— Your objective —
Provide an exact repetition of every entry, with no word altered.

— Material for the task —
-*-*-
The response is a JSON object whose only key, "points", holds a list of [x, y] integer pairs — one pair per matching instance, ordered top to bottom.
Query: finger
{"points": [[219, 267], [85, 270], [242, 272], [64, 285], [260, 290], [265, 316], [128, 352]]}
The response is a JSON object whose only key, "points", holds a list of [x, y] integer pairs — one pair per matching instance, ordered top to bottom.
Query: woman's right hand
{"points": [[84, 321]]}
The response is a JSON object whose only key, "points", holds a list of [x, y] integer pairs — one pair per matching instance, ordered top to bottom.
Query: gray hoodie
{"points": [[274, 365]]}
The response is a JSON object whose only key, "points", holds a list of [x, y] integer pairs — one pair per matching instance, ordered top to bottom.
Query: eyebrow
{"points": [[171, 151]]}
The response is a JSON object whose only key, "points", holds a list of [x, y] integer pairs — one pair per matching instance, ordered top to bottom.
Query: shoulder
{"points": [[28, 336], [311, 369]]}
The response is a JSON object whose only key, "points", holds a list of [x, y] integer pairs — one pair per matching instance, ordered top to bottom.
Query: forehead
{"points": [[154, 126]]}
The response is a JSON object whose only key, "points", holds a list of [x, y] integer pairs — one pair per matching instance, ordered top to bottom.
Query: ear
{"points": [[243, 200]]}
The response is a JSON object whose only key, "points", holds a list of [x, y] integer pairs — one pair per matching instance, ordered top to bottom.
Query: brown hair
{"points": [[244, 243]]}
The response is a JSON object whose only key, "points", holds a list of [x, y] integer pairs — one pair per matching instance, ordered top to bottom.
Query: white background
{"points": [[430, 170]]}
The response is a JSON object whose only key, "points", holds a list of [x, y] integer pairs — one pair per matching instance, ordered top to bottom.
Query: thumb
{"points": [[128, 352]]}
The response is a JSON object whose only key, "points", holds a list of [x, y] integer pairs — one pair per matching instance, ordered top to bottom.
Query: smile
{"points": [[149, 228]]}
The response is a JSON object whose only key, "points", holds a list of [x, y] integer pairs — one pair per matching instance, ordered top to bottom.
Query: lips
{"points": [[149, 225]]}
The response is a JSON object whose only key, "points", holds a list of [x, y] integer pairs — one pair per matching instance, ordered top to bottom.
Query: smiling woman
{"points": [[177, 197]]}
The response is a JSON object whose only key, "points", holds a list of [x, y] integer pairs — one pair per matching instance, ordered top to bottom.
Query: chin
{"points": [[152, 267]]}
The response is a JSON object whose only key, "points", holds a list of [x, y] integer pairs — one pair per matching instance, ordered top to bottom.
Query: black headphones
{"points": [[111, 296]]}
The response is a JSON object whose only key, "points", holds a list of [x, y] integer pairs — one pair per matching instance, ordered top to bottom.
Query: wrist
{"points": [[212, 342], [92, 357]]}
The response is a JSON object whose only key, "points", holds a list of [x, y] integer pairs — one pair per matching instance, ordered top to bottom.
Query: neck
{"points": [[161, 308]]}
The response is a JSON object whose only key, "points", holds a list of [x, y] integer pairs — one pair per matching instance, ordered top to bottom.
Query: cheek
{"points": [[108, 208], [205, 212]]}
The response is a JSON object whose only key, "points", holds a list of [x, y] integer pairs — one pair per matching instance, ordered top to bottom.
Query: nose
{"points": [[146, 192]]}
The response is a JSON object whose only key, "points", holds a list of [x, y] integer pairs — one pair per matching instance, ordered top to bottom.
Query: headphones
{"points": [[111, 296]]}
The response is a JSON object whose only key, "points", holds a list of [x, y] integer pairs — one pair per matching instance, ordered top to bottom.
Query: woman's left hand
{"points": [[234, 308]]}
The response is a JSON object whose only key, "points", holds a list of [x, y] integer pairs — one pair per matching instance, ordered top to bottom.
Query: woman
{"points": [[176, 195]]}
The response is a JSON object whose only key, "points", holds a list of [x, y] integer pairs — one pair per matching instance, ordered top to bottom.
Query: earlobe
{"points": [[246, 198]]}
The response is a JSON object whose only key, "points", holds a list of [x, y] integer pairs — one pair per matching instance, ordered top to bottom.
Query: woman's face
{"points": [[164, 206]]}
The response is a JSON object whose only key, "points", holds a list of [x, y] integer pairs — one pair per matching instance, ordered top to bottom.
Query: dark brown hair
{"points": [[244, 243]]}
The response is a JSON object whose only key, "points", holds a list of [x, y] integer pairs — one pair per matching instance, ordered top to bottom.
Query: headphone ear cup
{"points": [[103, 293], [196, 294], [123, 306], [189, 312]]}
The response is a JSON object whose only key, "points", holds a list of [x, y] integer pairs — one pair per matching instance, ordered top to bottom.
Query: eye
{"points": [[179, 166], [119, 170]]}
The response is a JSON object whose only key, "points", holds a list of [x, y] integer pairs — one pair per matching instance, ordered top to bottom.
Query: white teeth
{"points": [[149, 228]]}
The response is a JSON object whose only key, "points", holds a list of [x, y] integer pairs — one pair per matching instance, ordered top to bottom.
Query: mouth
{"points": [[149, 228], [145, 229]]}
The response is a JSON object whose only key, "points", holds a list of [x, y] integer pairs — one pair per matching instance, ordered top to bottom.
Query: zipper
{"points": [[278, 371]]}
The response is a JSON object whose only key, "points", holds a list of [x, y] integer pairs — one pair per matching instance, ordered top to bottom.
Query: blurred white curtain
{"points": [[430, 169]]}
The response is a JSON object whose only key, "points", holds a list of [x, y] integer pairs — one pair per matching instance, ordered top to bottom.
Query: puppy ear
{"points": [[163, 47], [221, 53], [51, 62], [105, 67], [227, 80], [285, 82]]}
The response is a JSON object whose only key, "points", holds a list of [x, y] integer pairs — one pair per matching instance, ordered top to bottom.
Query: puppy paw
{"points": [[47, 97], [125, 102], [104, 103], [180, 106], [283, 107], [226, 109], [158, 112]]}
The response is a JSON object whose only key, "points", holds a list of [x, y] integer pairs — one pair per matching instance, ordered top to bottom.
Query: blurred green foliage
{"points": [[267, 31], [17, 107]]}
-*-*-
— Finished exercise —
The response is a JSON object whose only key, "points", holds a list of [x, y] integer pairs — one pair per matching instance, ordered top to bottom.
Query: finger
{"points": [[219, 267], [85, 270], [242, 272], [64, 285], [260, 290], [265, 316], [128, 352]]}
The response is a JSON object whose only key, "points", holds a list of [x, y] integer pairs — one pair per matching instance, ordered top to bottom.
Query: woman's right hand
{"points": [[84, 321]]}
The response is a JSON object whose only key, "points", holds a list of [x, y] integer pairs — one pair per matching instance, ordered top to bottom.
Query: gray hoodie
{"points": [[274, 365]]}
The response is a JSON object whose only key, "points", holds a list of [x, y] integer pairs — one pair per matching instance, ordered top to bottom.
Query: eyebrow
{"points": [[171, 151]]}
The response is a JSON object whose only key, "points", holds a list of [x, y] integer pairs — one pair per matching instance, ordered top to bottom.
Query: shoulder
{"points": [[28, 336], [311, 369]]}
The response is a JSON object whose only key, "points", holds a list of [x, y] integer pairs — one pair per matching instance, ordered top to bottom.
Query: forehead
{"points": [[154, 126]]}
The response is a JSON object whose only key, "points", holds a list of [x, y] integer pairs — one pair per matching instance, ordered top to bottom.
Query: ear
{"points": [[243, 200]]}
The response is a JSON object whose only key, "points", holds a list of [x, y] integer pairs — one pair per matching instance, ordered top to bottom.
Query: brown hair
{"points": [[244, 243]]}
The response is a JSON object whose only key, "points", holds a list of [x, y] integer pairs — one pair per matching instance, ordered top to bottom.
Query: white background
{"points": [[430, 170]]}
The response is a JSON object whose only key, "points", holds a list of [x, y] integer pairs — one pair per matching instance, ordered top to bottom.
Query: thumb
{"points": [[128, 352]]}
The response is a JSON object whose only key, "points", holds a list of [x, y] integer pairs — one pair per matching instance, ordered top to bottom.
Query: smile
{"points": [[149, 228]]}
The response is a JSON object whose only key, "points", holds a list of [x, y] integer pairs — one pair per matching instance, ordered top to bottom.
Query: lips
{"points": [[149, 225]]}
The response is a JSON object whose only key, "points", holds a list of [x, y] integer pairs — one pair per matching instance, ordered top to bottom.
Query: smiling woman
{"points": [[177, 197]]}
The response is a JSON object whose only key, "points", holds a list of [x, y] integer pairs — one pair per matching instance, ordered top to bottom.
Query: chin
{"points": [[152, 267]]}
The response is a JSON object whose only key, "points", holds a list of [x, y] integer pairs — one pair per matching instance, ordered top to bottom.
Query: black headphones
{"points": [[111, 296]]}
The response is a JSON object whose only key, "points", holds a list of [x, y] integer pairs — one pair per matching instance, ordered top to bottom.
Query: wrist
{"points": [[212, 342], [92, 357]]}
The response is a JSON object whose only key, "points", holds a list of [x, y] integer pairs — one pair per matching instance, ordered top to bottom.
Query: neck
{"points": [[161, 308]]}
The response is a JSON object whose only key, "points", holds a list of [x, y] integer pairs — one pair per matching instance, ordered top to bottom.
Query: cheek
{"points": [[108, 208], [205, 212]]}
The response is a JSON object whose only key, "points", holds a list of [x, y] integer pairs — one pair per matching instance, ordered top to bottom.
Query: nose
{"points": [[146, 192]]}
The response is a JSON object whose only key, "points", holds a list of [x, y] integer pairs — one pair per matching instance, ordered top to bottom.
Query: headphones
{"points": [[111, 296]]}
The response is a JSON object whose only key, "points", holds a list of [x, y] integer pairs — one pair per matching instance, ordered top to bottom.
Query: woman's left hand
{"points": [[234, 308]]}
The response is a JSON object whose only key, "points", holds a list of [x, y] integer pairs — one pair per matching instance, ordered top to bottom.
Query: woman
{"points": [[176, 195]]}
The response is a JSON object whose only key, "points", holds a list of [x, y] integer pairs — one pair per matching instance, ordered top to bottom.
Query: earlobe
{"points": [[246, 198]]}
The response is a JSON object whose only key, "points", holds a list of [x, y] integer pairs — one pair per matching instance, ordered top to bottom.
Query: woman's face
{"points": [[164, 206]]}
The response is a JSON object whose only key, "points", holds a list of [x, y] integer pairs — one pair per matching instance, ordered top to bottom.
Query: dark brown hair
{"points": [[244, 243]]}
The response is a JSON object whose only key, "points", holds a list of [x, y] integer pairs — one pair per matching instance, ordered top to bottom.
Query: headphone ear cup
{"points": [[103, 293], [196, 294], [123, 306], [189, 312]]}
The response is a JSON object whose only key, "points", holds a list of [x, y] integer pairs — one pair per matching instance, ordered top to bottom.
Query: eye
{"points": [[179, 166], [119, 170]]}
The response is a JSON object whose only key, "points", holds a list of [x, y] integer pairs — one pair per matching instance, ordered top to bottom.
Query: white teeth
{"points": [[149, 228]]}
The response is a JSON object whose only key, "points", holds a list of [x, y] integer pairs — one pair per matching instance, ordered top to bottom.
Query: mouth
{"points": [[149, 228], [145, 229]]}
The response is a JSON object whose only key, "points", holds a list of [x, y] integer pairs — one pair per matching instance, ordered top to bottom.
Query: zipper
{"points": [[278, 371]]}
The response is a JSON object whose only key, "points", holds a list of [x, y] integer pairs — one pair per matching instance, ordered top to bottom.
Query: blurred white curtain
{"points": [[430, 169]]}
The response is a JSON object whose only key, "points", holds a list of [x, y] integer pairs — one pair per matching instance, ordered top to bottom.
Query: puppy ear
{"points": [[163, 47], [221, 53], [51, 62], [105, 67], [227, 80], [285, 82]]}
The response is a JSON object whose only key, "points", holds a list of [x, y] integer pairs — one pair per matching instance, ordered top to bottom.
Query: puppy paw
{"points": [[47, 97], [125, 102], [104, 103], [180, 106], [283, 107], [226, 109], [158, 112]]}
The response is a JSON object whose only key, "points", holds a list of [x, y] integer pairs — one pair per matching instance, ordered top to bottom.
Query: blurred green foliage
{"points": [[267, 31], [17, 107]]}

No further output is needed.